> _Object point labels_
↓↓↓

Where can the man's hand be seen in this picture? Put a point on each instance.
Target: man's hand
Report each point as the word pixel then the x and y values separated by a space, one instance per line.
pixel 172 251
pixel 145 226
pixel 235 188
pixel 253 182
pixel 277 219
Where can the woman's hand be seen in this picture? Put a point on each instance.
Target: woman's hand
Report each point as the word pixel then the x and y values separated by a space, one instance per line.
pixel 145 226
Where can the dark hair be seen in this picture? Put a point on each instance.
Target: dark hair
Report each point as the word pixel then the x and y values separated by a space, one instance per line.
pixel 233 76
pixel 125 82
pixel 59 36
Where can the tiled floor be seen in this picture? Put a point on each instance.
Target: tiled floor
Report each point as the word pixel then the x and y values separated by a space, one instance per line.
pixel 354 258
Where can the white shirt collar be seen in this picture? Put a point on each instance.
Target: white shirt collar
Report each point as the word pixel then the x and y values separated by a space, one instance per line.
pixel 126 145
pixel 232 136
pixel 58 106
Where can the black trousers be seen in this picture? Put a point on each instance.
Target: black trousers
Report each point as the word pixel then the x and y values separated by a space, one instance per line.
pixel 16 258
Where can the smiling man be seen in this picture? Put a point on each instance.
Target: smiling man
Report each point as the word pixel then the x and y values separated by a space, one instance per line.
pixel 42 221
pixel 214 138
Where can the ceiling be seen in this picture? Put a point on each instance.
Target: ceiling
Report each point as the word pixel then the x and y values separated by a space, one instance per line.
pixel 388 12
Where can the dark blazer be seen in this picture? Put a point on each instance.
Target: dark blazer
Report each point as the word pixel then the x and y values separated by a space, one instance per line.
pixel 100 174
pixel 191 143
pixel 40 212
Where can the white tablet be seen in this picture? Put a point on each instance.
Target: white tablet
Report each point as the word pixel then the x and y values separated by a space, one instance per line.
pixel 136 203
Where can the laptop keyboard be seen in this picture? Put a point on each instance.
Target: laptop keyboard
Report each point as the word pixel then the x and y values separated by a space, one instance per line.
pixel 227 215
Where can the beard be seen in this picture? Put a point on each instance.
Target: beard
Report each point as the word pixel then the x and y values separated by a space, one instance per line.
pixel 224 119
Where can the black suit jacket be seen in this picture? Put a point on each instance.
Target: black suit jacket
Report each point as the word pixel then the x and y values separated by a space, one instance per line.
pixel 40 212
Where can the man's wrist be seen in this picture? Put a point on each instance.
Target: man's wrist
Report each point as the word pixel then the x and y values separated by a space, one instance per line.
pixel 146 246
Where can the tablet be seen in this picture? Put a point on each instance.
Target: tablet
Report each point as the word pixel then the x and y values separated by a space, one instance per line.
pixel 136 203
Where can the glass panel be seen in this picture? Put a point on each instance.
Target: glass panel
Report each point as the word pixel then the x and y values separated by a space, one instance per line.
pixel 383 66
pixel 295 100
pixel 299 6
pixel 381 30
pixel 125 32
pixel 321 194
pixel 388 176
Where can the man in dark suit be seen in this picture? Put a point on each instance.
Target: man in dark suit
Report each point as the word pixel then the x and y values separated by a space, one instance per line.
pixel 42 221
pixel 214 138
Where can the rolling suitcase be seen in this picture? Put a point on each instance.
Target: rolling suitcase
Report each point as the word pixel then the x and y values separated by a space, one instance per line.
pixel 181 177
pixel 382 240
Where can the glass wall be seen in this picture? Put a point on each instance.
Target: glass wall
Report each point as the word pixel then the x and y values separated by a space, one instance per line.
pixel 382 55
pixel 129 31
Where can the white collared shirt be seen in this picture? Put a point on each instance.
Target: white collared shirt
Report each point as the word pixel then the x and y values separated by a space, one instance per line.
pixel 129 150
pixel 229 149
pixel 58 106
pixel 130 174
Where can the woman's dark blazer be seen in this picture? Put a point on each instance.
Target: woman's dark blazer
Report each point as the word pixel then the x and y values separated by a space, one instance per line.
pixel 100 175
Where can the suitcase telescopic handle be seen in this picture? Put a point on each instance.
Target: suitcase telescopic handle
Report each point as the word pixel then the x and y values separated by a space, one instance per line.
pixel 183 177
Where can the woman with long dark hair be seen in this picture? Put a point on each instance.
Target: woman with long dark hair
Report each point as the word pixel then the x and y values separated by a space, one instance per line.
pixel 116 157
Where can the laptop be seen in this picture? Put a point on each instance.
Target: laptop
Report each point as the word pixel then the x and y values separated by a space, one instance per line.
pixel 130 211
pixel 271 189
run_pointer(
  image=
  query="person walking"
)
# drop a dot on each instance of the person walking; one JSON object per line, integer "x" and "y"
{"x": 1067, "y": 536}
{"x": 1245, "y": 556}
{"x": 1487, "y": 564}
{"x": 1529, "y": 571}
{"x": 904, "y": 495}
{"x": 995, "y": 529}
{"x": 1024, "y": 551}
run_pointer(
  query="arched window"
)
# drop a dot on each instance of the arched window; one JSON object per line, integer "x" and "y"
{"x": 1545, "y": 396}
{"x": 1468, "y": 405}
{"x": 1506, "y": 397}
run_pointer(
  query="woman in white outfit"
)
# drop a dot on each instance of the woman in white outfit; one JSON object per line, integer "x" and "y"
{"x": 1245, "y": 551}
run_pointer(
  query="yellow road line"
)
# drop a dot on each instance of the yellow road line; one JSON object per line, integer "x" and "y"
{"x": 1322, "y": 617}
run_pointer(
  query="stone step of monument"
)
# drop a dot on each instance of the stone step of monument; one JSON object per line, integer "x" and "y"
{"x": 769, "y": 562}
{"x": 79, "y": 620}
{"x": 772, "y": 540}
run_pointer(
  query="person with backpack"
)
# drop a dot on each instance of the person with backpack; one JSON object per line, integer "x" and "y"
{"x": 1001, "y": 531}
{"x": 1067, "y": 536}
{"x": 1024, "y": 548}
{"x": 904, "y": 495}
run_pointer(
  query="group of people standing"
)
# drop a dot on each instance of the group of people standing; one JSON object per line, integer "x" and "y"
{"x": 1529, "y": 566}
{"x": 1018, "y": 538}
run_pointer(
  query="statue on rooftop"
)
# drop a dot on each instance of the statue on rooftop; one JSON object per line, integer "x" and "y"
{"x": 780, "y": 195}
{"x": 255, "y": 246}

↑↑↑

> _REQUIRED TASK_
Identify every line in the items above that contains the string "blazer", treating uppercase and lowercase as different, and copy each of those lines.

> _COMPLETE RESPONSE_
Where can the dark blazer be seen in this picture? Put a point on each instance.
Target: dark blazer
Where can the woman's dark blazer be seen in this picture? Put a point on each instance.
Target: woman's dark blazer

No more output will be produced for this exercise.